*To-do list:*
1. In the book description below, copy word for word the part that opens with the words containing "Contributor Bio(s): Coddington, Mark: - Mark" and closes with "his native Nebraska.".
2. Summarize the book description below in two sentences.

*Quoted passage:*

***

Descriptions, Reviews, Etc.
Publisher Description:
Aggregated news fills our social media feeds, our smartphone apps, and our e-mail inboxes. Much of the news that we consume originated elsewhere and has been reassembled, repackaged, and republished from other sources, but how is that news made? Is it a twenty-first-century digital adaptation of the traditional values and practices of journalistic and investigative reporting, or is it something different--shoddier, less scrupulous, more dangerous?

Mark Coddington gives a vivid account of the work of aggregation--how such content is produced, what its values are, and how it fits into today's changing journalistic profession. Aggregating the News presents an analysis built on observation and interviews of news aggregators in a variety of settings, exploring how aggregators weigh sources, reshape news narratives, and manage life on the fringes of journalism. Coddington finds that aggregation is defined by its derivative relationship to reporting, which colors it with a sense of inferiority. Aggregators strive to be seen as legitimate journalists, but they are constrained by commercial pressures, professional disapproval, and limited access to important forms of evidence. The first comprehensive treatment of news aggregation as a practice, Aggregating the News deepens our understanding of how news and knowledge are produced and consumed in the digital age. By centering aggregation, Coddington sheds new light on how journalistic authority and legitimacy are created--and the consequences when their foundations are eroded.


Contributor Bio(s): Coddington, Mark: - Mark Coddington (University of Texas, Ph.D) is an assistant professor in the Department of Journalism and Mass Communication at Washington and Lee University. His articles have been published in Mass Communication and Society, Journalism & Mass Communication Quarterly, Journalism, Journalism Studies, The International Journal of Communication, and others. He is a former contributor to the Nieman Journalism Lab at Harvard University and is also a former newspaper reporter in his native Nebraska.

***

*Supplied records:*

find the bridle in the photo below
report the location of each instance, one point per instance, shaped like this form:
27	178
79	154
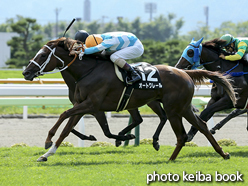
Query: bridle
43	65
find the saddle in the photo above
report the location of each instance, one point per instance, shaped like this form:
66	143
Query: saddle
150	80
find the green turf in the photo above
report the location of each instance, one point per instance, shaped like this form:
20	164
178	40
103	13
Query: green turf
117	166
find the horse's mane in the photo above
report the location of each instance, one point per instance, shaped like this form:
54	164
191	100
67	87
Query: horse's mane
66	43
215	45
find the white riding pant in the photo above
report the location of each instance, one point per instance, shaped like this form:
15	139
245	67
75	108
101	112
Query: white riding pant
246	56
129	52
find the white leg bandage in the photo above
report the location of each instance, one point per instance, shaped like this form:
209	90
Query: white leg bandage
120	62
51	151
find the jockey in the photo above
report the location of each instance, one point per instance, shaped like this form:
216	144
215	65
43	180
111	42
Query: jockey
234	45
81	35
120	46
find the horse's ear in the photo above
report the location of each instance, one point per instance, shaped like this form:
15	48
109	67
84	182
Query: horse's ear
61	43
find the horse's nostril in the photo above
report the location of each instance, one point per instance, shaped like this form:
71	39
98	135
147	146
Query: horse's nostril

***

*Outputs for the tasks:*
1.
Contributor Bio(s): Coddington, Mark: - Mark Coddington (University of Texas, Ph.D) is an assistant professor in the Department of Journalism and Mass Communication at Washington and Lee University. His articles have been published in Mass Communication and Society, Journalism & Mass Communication Quarterly, Journalism, Journalism Studies, The International Journal of Communication, and others. He is a former contributor to the Nieman Journalism Lab at Harvard University and is also a former newspaper reporter in his native Nebraska.

2. Aggregating the News, by Mark Coddington, draws on observation and interviews to examine how news aggregators weigh sources, reshape news narratives, and manage life on the fringes of journalism. Coddington finds that aggregation is defined by its derivative relationship to reporting, and that aggregators who strive to be seen as legitimate journalists are constrained by commercial pressures, professional disapproval, and limited access to important forms of evidence.